Задания ::
a – Пожалуйста, перепишите отрывок о вечерах у Сологуба, всё от «В салоне Мережковских» и вниз до «на ответственные темы.», поставив «дискуссии» на место «дебаты».
b – Продолжите воспоминания о вечерах у Сологуба, начав сразу после последнего приведенного предложения.

Выбранный отрывок ::
______________________________

В одно из ближайших воскресений я получил от Сологуба приглашение его посетить. Он жил на Восьмой линии Васильевского острова, в доме Андреевского городского училища, где он служил в качестве инспектора.

Сологуб тогда еще не был женат, и в доме хозяйничала его сестра, Ольга Кузьминишна. Это была приветливая, но несколько застенчивая и очень скромная пожилая девушка. Лицом она была похожа на брата. Ходила она по комнатам бесшумно, как ходят монахини. И во всем облике ее было что-то монашеское. И в доме была чистота и порядок, как в монастырских кельях.

Брат и сестра были чрезвычайно гостеприимны. Ужины они устраивали вкусные, угощая домашними соленьями и всякими яствами, и казалось, что ты сидишь не в Петербурге, а где-нибудь в далекой провинции, где люди хлебосольны и мастера готовить всякие настойки и закуски.

В салоне Мережковских шли горячие дебаты на религиозно-философские темы; произносились монологи и диалоги, иногда речи походили на проповедь… У Сологуба таких «платоновских» бесед не устраивалось, И даже Мережковские, посещая поэта, избегали у него поднимать споры на ответственные темы.

У Мережковских говорили громко, у Сологуба – вполголоса; у Мережковских спорили о церкви взволнованно и даже запальчиво, у Сологуба – рассуждали о стихах с бесстрастием мастеров и знатоков поэтического ремесла. В кабинете хозяина, где стояла темная, несколько холодная кожаная мебель, сидели чинно поэты, читали покорно по желанию хозяина своя стихи и послушно выслушивали суждения мэтра, точные и строгие, почти всегда, впрочем, благожелательные, но иногда острые и беспощадные, если стихотворец рискнул выступить со стихами легкомысленными и несовершенными. Это был ареопаг петербургских поэтов.

______________________________

Собранный материал ::
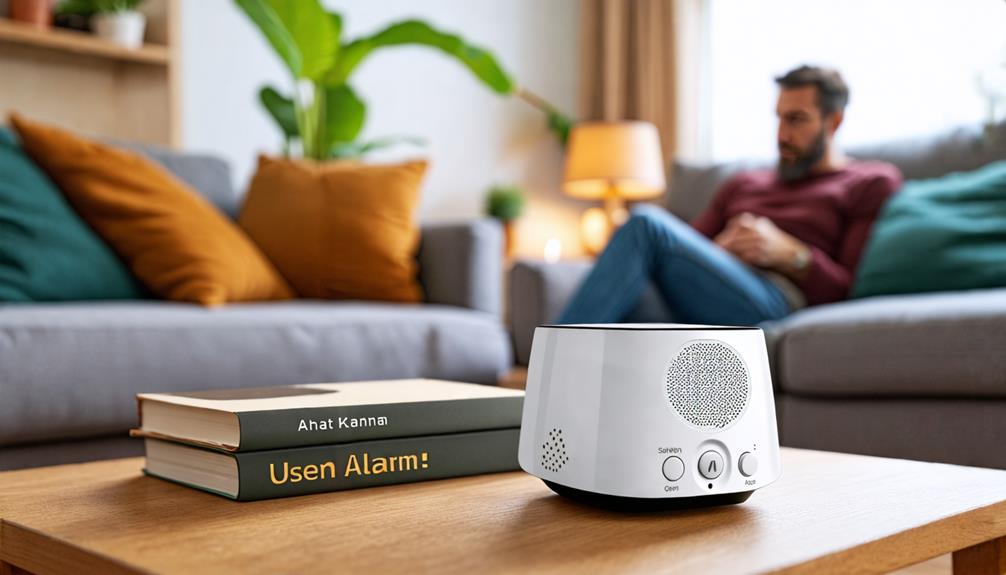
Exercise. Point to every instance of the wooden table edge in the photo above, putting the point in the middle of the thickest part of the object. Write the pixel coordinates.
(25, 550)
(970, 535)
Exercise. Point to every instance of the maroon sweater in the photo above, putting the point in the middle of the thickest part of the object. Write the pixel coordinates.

______________________________

Результаты ::
a –
В салоне Мережковских шли горячие дискуссии на религиозно-философские темы; произносились монологи и диалоги, иногда речи походили на проповедь… У Сологуба таких «платоновских» бесед не устраивалось, И даже Мережковские, посещая поэта, избегали у него поднимать споры на ответственные темы.

b –
Сологуб был важен, беседу вел внятно и мерно, чуть-чуть улыбаясь. О житейском он почти никогда не говорил. Я никогда от него не слышал ни одного слова об его училище, об учениках, об его службе. Кажется, он был превосходный педагог. Учителем он был, несомненно, прекрасным. Он любил точность и ясность и умел излагать свои мысли с убедительностью математической. Чем фантастичнее и загадочнее была его внутренняя жизнь, тем логичнее и строже он мыслил. В этом отношении он был похож на Эдгара По. Даже таинственные и загадочные темы он облекал в стройную систему силлогизмов. Он в совершенстве владел техникой спора. Самые рискованные парадоксы он блестяще защищал, владея диалектикою, как опытный фехтовальщик шпагою.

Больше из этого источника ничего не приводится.